**Required task:** Extract exactly and only the lines of the data below, starting at the line with "in black jacket" and stopping after the final line.

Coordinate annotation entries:
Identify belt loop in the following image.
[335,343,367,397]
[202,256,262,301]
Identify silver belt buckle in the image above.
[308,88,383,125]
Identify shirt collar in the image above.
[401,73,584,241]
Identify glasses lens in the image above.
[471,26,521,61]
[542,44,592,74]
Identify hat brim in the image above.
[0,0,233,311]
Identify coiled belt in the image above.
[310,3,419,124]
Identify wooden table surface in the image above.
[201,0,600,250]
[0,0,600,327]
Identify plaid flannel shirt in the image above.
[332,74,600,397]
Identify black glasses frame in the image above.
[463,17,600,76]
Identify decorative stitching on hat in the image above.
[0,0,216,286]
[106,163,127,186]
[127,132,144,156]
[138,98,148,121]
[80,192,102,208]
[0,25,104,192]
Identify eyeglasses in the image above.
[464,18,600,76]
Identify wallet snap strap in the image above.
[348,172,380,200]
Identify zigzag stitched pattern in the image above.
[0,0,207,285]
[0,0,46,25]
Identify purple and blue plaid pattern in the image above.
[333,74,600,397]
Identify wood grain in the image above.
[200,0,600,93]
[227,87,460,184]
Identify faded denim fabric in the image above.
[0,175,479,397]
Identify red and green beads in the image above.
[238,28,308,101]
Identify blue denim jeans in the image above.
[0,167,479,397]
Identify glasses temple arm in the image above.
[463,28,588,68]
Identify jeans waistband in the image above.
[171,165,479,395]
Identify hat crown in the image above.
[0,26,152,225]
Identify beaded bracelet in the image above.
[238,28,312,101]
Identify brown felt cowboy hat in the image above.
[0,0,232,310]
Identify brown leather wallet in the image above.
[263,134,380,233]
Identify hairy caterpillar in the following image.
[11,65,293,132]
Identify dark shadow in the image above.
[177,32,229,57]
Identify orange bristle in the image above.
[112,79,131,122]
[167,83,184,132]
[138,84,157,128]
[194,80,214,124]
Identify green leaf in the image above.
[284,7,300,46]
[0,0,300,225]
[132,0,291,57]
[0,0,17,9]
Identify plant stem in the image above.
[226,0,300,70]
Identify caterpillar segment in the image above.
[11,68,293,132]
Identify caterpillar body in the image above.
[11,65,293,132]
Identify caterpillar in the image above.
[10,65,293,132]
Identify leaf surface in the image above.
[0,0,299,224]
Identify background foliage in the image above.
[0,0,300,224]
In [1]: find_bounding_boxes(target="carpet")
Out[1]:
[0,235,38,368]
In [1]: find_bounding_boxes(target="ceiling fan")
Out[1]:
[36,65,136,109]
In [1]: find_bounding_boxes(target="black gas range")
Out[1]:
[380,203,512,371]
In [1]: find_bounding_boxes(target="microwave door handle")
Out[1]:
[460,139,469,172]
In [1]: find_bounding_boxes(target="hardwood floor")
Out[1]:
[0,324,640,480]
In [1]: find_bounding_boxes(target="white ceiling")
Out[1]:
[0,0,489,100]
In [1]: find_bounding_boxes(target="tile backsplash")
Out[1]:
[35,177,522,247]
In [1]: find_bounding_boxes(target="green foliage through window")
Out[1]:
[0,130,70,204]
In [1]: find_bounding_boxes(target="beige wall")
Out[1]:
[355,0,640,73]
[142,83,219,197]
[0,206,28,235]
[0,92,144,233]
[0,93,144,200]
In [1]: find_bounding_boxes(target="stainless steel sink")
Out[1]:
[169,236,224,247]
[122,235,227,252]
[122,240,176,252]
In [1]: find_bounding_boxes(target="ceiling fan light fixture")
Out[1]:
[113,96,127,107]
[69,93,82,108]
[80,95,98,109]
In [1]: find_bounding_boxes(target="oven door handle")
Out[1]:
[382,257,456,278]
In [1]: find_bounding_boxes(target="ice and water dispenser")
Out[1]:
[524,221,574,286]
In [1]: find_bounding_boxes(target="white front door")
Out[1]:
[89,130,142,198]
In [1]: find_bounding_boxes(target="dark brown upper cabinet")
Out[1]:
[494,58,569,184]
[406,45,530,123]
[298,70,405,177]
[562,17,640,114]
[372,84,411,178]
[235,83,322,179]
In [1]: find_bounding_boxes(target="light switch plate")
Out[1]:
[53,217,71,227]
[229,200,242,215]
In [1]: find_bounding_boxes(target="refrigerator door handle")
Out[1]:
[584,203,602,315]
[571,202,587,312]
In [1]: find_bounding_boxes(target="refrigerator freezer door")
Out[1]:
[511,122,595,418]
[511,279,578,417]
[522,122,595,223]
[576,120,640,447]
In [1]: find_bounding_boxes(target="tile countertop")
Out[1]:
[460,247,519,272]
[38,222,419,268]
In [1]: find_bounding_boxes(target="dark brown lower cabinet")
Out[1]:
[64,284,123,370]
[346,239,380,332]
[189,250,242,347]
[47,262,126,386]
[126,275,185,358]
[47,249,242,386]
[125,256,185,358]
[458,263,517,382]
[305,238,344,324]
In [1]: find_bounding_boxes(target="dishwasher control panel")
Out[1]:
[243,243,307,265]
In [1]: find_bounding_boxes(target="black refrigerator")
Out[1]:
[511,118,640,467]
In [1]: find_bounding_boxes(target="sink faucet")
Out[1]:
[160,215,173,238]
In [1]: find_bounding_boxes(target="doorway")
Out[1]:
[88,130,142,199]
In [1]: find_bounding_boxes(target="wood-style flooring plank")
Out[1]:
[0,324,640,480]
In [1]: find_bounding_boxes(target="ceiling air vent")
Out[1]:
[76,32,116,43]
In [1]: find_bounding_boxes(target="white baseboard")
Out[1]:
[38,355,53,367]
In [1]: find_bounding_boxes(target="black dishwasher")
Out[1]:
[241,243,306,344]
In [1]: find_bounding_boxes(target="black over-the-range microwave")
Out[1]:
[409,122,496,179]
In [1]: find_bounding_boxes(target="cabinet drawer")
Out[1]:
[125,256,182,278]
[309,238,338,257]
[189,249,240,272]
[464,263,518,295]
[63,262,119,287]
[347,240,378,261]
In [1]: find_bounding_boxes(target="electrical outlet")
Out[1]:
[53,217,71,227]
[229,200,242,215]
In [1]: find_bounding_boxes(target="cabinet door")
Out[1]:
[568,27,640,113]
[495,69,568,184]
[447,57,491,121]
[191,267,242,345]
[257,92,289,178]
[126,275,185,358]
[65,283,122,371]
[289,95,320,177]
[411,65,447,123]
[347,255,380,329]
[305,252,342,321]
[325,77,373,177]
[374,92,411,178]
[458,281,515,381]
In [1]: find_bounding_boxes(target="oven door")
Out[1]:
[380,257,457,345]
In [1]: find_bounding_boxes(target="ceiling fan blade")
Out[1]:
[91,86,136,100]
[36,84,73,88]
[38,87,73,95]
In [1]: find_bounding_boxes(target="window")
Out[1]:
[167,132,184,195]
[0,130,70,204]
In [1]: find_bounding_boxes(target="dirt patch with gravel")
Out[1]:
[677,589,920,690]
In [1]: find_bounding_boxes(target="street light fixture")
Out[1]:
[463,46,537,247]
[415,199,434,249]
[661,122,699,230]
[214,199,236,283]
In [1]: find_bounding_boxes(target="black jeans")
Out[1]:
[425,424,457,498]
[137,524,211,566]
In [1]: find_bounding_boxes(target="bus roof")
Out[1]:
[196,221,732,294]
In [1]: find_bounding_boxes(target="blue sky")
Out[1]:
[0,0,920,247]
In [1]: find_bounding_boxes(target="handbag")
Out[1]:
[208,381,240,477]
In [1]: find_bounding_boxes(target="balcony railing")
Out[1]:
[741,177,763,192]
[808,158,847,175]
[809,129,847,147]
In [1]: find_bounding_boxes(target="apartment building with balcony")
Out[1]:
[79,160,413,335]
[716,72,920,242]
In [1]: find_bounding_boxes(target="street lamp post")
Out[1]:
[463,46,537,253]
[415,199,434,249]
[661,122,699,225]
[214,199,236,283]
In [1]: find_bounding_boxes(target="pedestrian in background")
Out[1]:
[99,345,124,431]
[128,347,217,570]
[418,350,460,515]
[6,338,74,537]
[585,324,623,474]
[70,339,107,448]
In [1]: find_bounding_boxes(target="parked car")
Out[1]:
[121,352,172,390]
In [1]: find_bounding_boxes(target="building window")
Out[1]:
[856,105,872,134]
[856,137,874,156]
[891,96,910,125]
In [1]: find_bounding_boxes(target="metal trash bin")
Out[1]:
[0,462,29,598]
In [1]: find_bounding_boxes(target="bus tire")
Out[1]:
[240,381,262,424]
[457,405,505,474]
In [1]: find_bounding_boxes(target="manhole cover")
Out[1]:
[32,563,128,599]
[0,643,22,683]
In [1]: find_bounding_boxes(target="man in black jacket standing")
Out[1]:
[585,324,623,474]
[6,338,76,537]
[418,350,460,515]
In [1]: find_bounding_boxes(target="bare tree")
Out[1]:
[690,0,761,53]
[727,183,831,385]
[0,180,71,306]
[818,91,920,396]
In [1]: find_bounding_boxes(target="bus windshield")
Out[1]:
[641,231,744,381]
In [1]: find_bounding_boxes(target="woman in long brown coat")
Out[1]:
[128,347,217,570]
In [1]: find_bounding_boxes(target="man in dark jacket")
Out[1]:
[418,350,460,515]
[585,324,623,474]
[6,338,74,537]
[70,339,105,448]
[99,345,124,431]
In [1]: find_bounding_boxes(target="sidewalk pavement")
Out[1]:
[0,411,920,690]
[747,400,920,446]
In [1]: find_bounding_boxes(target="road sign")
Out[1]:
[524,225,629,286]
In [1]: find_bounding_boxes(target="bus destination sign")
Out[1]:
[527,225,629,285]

**Answer in full:**
In [1]: find_bounding_boxes(target="man in black jacket standing")
Out[1]:
[585,324,623,474]
[6,338,76,537]
[418,350,460,515]
In [1]: find_bounding_boxes(target="bare tree")
Out[1]:
[690,0,761,53]
[727,183,831,385]
[0,180,71,306]
[818,91,920,396]
In [1]: find_bounding_boxes(target="bus windshield")
Out[1]:
[641,231,744,381]
In [1]: find_bounding_boxes(target="woman in long brown coat")
Out[1]:
[128,347,217,570]
In [1]: find_bounding_boxes(target="man in dark jacket")
Out[1]:
[418,350,460,515]
[585,324,623,474]
[6,338,74,537]
[70,339,105,448]
[99,345,124,431]
In [1]: find_bounding_boxes(target="sidewalk pavement")
Out[1]:
[0,411,920,690]
[747,400,920,446]
In [1]: find_bounding_boxes(target="road sign")
Out[1]:
[524,225,629,286]
In [1]: find_bounding_boxes(target="bus destination sign")
Out[1]:
[527,225,629,285]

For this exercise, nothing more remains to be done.